Short exercise a:
Can you pull out every line of the records below that contains the word "hook"?

Excerpted text:
Are you working to picture for the score or are you just working with themes and then the editor is using these themes based on where they're needed within the context of the show?
“For 90210, I was really only working with picture. I had entered the process a little bit late. They were already pretty deep into edits at that point, so it made more sense for me to just start writing to picture. And then once they started getting cues, they would sort of put them in a bunch of different places where they felt were going to fit best. On previous jobs, if I enter a little earlier in the process, then I start writing music even before the edits are done. Like you were saying, I write a bunch of themes and then I just kind of place them around. But for 90210, the post turn around on it is so fast, and I entered it relatively late. They were just like, ‘Here's picture. Go!’”
Can you talk a little bit about the pilot episode and if the sound of the show changes in subsequent episodes?
“The pilot episode is unique in that the timeline for the show - for the episode - is not linear. There's a ton of flashbacks in it. And then there are flashbacks within flashbacks. And then when we get to the proper timeline, there's still many '90s references...So that was one of the really hard parts about the pilot — keeping it feeling like it's all of a piece but acknowledging all of these different breaks in the structure that it was going through. There [are] also very emotional moments in the pilot when they’re referencing Luke and his passing, and when there are romantic moments between some characters. We really needed to sort of to thread that needle in hitting all of those spots. Moving forward, the episodes are take a more regular structure. At some pointed in episode [there’s a flashback], but there's usually only one and then the rest of the episode takes place in present time.
“[For] the future episodes, we're going to keep that kind of fun, California pop sound. Everything is really fun. Everything's really bouncy. That's very much the flavor that the studio and the show runners all want to go for and it works really well. Honestly, the pilot was the hardest one. I'm two episodes in and the subsequent episodes have been smoother going just because we're not jumping around quite so much.”
It’s interesting, the way that they've brought the show back with the actors playing themselves.
“Yeah, and also they sort of incorporate elements of their all old characters into these new personas. Tori's character has a lot of stuff related to Donna. And Jason and so much of what his plotlines are about him having that sort of ‘golden-boy’ reputation, which is very much what Brandon had when he was on this show.”
What is your turnaround time on an episode?
“I have generally three or four days per episode…but the first episode was so time intensive and had so many rounds of notes and revisions…That’s sort of what happens. That time I could have spent on subsequent episodes, [but] I ended up spending on the first episode. Now it's really just I get the locked cut, and then there's a week before the mix on that locked cut. I give myself a little bit of time to do any revisions, so I'll give myself, max, like four days to try to get the score done. And then I send it out and I wait for any notes. Then I spend the last day or two prepping the delivery and stuff like that.”
How many cues do you think are in each episode?

Short exercise b:
Will you reproduce the part of the interview above that begins at the words "It’s interesting, the" and stops after "on an episode?"?

Data for the task:
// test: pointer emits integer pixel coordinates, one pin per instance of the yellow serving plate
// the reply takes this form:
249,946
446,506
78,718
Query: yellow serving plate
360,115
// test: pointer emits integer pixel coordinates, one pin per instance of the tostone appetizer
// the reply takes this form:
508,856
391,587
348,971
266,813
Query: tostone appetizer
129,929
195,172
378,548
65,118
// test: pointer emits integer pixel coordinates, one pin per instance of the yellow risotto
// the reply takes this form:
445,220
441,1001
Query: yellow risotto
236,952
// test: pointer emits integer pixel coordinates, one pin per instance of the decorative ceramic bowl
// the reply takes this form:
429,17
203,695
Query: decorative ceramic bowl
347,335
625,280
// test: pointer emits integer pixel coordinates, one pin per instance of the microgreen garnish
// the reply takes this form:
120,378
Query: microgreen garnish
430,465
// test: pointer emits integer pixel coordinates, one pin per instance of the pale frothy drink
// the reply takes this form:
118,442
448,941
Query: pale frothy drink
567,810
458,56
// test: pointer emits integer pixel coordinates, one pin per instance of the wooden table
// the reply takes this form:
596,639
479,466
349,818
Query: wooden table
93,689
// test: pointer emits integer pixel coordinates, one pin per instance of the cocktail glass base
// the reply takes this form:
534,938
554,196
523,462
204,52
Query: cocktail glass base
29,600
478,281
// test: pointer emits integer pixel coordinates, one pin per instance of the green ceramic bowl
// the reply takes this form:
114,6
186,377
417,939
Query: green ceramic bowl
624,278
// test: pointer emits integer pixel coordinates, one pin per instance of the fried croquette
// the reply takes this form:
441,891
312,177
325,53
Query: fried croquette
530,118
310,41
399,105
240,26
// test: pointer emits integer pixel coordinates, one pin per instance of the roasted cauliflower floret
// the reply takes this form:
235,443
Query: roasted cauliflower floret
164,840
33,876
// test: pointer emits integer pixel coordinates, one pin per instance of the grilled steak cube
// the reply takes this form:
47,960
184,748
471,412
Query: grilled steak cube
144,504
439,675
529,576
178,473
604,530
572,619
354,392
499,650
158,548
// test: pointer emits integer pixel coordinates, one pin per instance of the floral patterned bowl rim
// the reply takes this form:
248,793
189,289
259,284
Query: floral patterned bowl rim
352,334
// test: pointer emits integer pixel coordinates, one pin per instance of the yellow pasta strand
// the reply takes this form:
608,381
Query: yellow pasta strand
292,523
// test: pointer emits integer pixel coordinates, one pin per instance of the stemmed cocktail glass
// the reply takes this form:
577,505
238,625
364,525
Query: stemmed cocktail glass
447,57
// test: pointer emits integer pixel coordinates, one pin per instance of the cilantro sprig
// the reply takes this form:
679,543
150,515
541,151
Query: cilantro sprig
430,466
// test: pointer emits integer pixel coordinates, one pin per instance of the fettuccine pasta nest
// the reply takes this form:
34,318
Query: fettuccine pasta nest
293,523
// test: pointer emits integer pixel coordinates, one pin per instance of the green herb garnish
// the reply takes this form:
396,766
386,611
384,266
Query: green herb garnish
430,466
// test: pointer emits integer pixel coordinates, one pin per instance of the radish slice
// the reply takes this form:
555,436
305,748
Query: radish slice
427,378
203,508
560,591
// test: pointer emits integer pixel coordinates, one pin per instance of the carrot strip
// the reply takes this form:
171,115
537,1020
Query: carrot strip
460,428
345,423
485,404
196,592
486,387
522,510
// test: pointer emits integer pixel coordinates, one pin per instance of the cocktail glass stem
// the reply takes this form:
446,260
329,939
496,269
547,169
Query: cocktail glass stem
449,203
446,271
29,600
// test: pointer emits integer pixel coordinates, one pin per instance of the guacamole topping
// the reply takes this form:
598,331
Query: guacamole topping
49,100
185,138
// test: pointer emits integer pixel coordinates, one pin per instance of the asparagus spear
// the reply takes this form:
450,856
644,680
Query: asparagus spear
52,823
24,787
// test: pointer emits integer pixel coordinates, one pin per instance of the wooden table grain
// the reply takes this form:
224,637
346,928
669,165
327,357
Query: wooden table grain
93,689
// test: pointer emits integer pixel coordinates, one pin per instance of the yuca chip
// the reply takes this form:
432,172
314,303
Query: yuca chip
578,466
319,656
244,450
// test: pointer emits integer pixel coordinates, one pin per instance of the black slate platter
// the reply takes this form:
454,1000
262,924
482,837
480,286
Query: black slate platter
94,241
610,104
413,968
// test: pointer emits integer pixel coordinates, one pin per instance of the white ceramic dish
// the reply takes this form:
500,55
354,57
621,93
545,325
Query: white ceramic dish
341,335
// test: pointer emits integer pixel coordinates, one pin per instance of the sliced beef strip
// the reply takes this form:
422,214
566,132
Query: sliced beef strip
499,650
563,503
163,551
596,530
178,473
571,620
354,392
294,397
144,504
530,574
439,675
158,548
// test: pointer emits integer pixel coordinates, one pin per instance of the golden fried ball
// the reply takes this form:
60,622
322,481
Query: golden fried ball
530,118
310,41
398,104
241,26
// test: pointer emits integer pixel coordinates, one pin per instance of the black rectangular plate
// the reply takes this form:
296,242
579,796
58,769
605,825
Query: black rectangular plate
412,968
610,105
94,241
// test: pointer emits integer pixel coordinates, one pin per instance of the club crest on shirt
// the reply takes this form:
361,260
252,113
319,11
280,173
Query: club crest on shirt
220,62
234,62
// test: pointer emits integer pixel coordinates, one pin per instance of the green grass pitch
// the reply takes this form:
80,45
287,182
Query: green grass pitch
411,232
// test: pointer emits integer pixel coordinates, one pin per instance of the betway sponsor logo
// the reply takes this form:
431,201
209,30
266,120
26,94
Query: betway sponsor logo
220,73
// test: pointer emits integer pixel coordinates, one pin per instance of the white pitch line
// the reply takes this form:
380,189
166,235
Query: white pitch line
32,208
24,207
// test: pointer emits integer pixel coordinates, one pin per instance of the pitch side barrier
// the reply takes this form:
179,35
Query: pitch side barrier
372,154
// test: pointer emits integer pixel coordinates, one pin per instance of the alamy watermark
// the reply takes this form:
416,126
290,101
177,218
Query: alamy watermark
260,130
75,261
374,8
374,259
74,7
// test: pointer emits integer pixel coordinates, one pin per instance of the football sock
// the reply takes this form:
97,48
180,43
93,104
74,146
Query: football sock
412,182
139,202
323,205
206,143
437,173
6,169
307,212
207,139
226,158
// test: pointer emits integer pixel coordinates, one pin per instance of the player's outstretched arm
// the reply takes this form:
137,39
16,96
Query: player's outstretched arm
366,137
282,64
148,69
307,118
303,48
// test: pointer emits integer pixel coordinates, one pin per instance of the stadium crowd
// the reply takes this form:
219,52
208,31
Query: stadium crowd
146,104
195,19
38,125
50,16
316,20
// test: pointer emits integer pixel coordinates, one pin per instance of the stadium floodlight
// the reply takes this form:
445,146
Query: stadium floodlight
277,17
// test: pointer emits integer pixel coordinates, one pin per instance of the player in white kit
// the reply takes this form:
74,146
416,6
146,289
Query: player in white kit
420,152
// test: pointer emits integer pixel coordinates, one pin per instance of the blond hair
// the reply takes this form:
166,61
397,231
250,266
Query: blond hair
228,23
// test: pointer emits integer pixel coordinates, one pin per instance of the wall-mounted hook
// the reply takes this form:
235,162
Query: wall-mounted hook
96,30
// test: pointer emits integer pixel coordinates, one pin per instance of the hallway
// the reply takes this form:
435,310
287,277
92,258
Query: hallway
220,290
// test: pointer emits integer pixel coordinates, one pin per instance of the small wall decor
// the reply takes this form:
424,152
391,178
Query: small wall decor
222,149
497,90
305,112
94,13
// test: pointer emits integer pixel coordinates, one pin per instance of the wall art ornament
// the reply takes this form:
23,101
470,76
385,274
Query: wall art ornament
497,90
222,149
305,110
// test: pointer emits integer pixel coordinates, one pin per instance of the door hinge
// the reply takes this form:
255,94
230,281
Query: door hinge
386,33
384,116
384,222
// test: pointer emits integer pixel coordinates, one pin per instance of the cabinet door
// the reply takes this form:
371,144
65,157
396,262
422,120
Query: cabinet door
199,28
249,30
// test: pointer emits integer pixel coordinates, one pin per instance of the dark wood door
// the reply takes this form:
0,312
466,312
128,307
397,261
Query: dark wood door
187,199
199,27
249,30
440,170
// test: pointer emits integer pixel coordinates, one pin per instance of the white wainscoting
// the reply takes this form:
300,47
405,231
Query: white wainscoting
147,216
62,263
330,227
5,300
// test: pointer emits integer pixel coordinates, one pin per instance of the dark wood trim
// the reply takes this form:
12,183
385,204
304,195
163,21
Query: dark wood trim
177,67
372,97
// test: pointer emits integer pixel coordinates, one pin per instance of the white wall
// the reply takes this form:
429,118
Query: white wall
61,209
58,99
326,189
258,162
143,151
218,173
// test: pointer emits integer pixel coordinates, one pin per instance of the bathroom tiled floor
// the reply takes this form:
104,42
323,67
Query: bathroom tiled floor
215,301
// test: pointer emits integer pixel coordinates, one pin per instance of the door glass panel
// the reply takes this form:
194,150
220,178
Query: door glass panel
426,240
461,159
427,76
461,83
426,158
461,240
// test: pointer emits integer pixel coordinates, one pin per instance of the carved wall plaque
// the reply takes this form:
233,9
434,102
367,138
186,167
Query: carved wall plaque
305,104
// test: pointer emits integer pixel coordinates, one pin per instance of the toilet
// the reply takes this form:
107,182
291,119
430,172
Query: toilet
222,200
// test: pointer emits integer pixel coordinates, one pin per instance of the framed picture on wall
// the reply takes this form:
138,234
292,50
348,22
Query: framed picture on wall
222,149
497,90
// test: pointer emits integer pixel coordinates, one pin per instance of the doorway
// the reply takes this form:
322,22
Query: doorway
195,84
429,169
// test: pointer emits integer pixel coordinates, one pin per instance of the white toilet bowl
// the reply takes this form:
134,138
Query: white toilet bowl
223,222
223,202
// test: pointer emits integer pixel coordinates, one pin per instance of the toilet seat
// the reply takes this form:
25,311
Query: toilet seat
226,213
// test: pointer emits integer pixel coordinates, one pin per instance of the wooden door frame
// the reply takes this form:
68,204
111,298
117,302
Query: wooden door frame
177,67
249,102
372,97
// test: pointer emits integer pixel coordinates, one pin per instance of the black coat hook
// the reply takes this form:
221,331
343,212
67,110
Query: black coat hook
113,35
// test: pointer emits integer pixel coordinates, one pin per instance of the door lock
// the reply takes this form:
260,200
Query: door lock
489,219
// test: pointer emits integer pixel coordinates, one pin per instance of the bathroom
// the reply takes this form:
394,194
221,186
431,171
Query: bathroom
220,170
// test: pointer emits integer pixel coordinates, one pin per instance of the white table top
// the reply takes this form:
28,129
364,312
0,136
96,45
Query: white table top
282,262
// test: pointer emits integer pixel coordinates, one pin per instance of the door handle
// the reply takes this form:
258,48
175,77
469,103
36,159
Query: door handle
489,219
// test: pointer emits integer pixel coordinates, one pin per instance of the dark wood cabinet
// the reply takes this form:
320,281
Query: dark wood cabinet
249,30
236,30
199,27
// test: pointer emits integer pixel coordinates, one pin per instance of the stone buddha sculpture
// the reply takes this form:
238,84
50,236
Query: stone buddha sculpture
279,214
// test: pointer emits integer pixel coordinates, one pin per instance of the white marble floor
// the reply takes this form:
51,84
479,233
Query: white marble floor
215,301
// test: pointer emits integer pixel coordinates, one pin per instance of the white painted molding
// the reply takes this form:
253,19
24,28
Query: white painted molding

Exercise output a:
// test: pointer emits integer pixel coordinates, one pin per instance of the wall-mounted hook
Query: wall-mounted hook
// test: pointer emits integer pixel coordinates, one pin per instance of the black coat hook
Query: black coat hook

Exercise output b:
It’s interesting, the way that they've brought the show back with the actors playing themselves.
“Yeah, and also they sort of incorporate elements of their all old characters into these new personas. Tori's character has a lot of stuff related to Donna. And Jason and so much of what his plotlines are about him having that sort of ‘golden-boy’ reputation, which is very much what Brandon had when he was on this show.”
What is your turnaround time on an episode?